> **EXTRAIT FOURNI**:
•••
Les gens du Monde

un film de Yves Jeuland (2014)

vu le 13 septembre 2014 au Reflet Médicis

Une caméra montre, mais ne sait pas débattre...

A l'instar de la discussion sur la neutralité du journal qui y figure, Les gens du Monde rapporte des témoignages morcelés du milieu du journalisme, esquisse vaguement quelques jugements, et s'enfuit devant toute ombre de réflexion.

Le portrait express de Thomas Wieder illustre très bien le problème du documentaire d'Yves Jeuland. Wieder, la trentaine, court d'un dossier à l'autre et tweete intensément. Wieder, c'est le bonhomme qui avait pris un selfie dans le Bureau ovale de la Maison Blanche, avec Hollande et Obama dans le fond. Wieder, c'est aussi quelqu'un qui préfère jongler avec les contacts de son téléphone portable plutôt que de regarder la route sur laquelle il conduit, et le film a presque l'air de l'excuser parce qu'il est convaincu (Wieder, mais peut-être aussi le film) que nous faire parvenir l'actualité à la minute près est une mission absolument primordiale. Mais le commentaire ne dépassera pas ces quelques fragments. En ce qui me concerne, je trouve cette position intenable et symptomatique d'un journalisme frénétique et racoleur, mais le but de cet article n'est pas de développer la critique éclairée du métier à laquelle s'est refusé le réalisateur.
•••
[Éléments enregistrés]
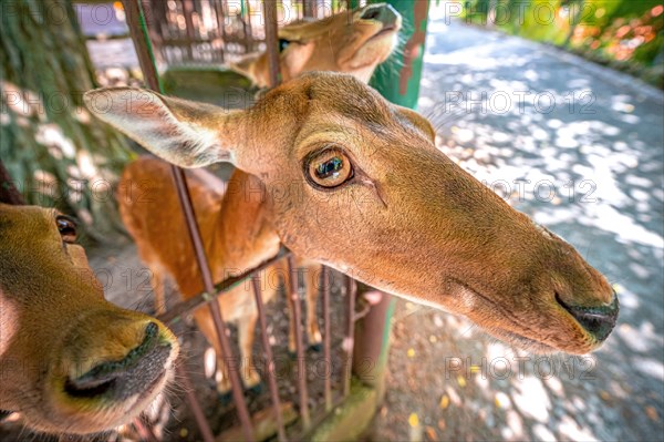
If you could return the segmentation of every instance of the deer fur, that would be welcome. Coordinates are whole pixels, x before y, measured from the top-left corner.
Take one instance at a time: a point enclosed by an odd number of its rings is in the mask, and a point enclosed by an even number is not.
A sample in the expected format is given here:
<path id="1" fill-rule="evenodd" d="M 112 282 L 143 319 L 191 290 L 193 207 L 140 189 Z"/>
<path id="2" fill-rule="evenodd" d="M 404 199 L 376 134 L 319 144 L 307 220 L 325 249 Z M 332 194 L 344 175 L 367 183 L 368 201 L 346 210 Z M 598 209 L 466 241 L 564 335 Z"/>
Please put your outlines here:
<path id="1" fill-rule="evenodd" d="M 97 100 L 111 103 L 105 112 Z M 245 111 L 134 89 L 85 101 L 170 163 L 230 161 L 264 195 L 264 215 L 242 228 L 297 256 L 533 351 L 587 353 L 615 325 L 613 289 L 571 245 L 438 151 L 424 117 L 350 75 L 304 74 Z M 175 147 L 170 137 L 184 133 L 194 136 Z M 310 161 L 331 148 L 352 173 L 322 188 Z"/>
<path id="2" fill-rule="evenodd" d="M 372 19 L 363 18 L 366 14 L 371 14 Z M 291 79 L 310 70 L 331 69 L 349 72 L 366 82 L 378 63 L 392 53 L 401 24 L 401 16 L 391 7 L 372 4 L 329 19 L 282 28 L 279 31 L 282 44 L 283 41 L 289 43 L 280 53 L 281 74 Z M 246 60 L 241 71 L 257 85 L 267 85 L 267 54 Z M 169 116 L 163 114 L 163 117 Z M 200 155 L 207 155 L 204 148 L 215 142 L 215 134 L 200 131 L 195 137 L 196 141 L 191 142 L 193 131 L 185 126 L 181 127 L 181 133 L 172 133 L 168 150 L 177 151 L 180 144 L 193 143 L 190 147 L 194 152 L 203 150 Z M 162 135 L 155 132 L 154 136 Z M 143 142 L 153 141 L 146 138 Z M 247 271 L 278 250 L 277 236 L 251 227 L 262 224 L 262 220 L 253 219 L 256 216 L 266 216 L 260 206 L 262 202 L 258 201 L 260 192 L 256 192 L 260 189 L 259 182 L 253 182 L 249 175 L 237 171 L 229 183 L 222 183 L 203 169 L 188 173 L 187 182 L 199 228 L 204 238 L 208 239 L 208 259 L 212 268 L 218 270 L 214 275 L 216 281 Z M 187 229 L 184 218 L 179 215 L 179 203 L 168 165 L 151 157 L 142 157 L 129 164 L 123 173 L 120 188 L 131 191 L 132 187 L 133 192 L 121 193 L 120 212 L 124 225 L 136 243 L 141 259 L 152 271 L 156 310 L 160 312 L 165 308 L 164 280 L 167 275 L 174 277 L 185 299 L 200 292 L 203 285 L 194 250 L 183 239 L 187 237 Z M 249 192 L 246 193 L 246 189 Z M 135 197 L 123 197 L 122 194 Z M 164 213 L 172 216 L 164 217 Z M 231 219 L 232 223 L 225 218 Z M 297 259 L 297 264 L 304 273 L 308 305 L 305 335 L 309 336 L 311 345 L 318 345 L 322 341 L 315 316 L 320 265 L 300 258 Z M 261 286 L 264 302 L 274 298 L 280 276 L 284 276 L 286 273 L 287 269 L 281 263 L 267 271 Z M 219 298 L 225 319 L 238 325 L 240 373 L 248 388 L 260 381 L 251 358 L 258 318 L 251 290 L 250 285 L 241 285 Z M 289 312 L 289 349 L 294 352 L 294 320 L 290 309 Z M 218 357 L 218 390 L 226 393 L 230 389 L 230 382 L 225 371 L 224 356 L 218 346 L 211 316 L 206 309 L 200 309 L 195 313 L 195 318 L 208 341 L 215 347 Z"/>
<path id="3" fill-rule="evenodd" d="M 38 431 L 102 432 L 164 389 L 178 343 L 158 320 L 104 299 L 59 223 L 54 209 L 0 203 L 0 410 Z"/>

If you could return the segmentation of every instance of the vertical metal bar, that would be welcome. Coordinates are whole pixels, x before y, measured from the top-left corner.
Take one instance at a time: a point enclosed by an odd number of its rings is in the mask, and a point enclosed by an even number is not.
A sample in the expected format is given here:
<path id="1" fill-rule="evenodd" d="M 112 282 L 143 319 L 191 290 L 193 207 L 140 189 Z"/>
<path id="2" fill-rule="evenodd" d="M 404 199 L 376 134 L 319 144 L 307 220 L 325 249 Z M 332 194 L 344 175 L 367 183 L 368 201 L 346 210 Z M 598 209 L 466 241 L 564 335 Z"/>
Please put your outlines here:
•••
> **MISE EN PRATIQUE**:
1. Recopiez le passage de la critique du film qui va de "A l'instar de" jusqu'à "ombre de réflexion.".
2. Relevez toutes les personnes que la critique du film désigne par leur nom.

> **CORRIGÉ DES EXERCICES**:
1.
A l'instar de la discussion sur la neutralité du journal qui y figure, Les gens du Monde rapporte des témoignages morcelés du milieu du journalisme, esquisse vaguement quelques jugements, et s'enfuit devant toute ombre de réflexion.

2. Yves Jeuland, Thomas Wieder, Hollande, Obama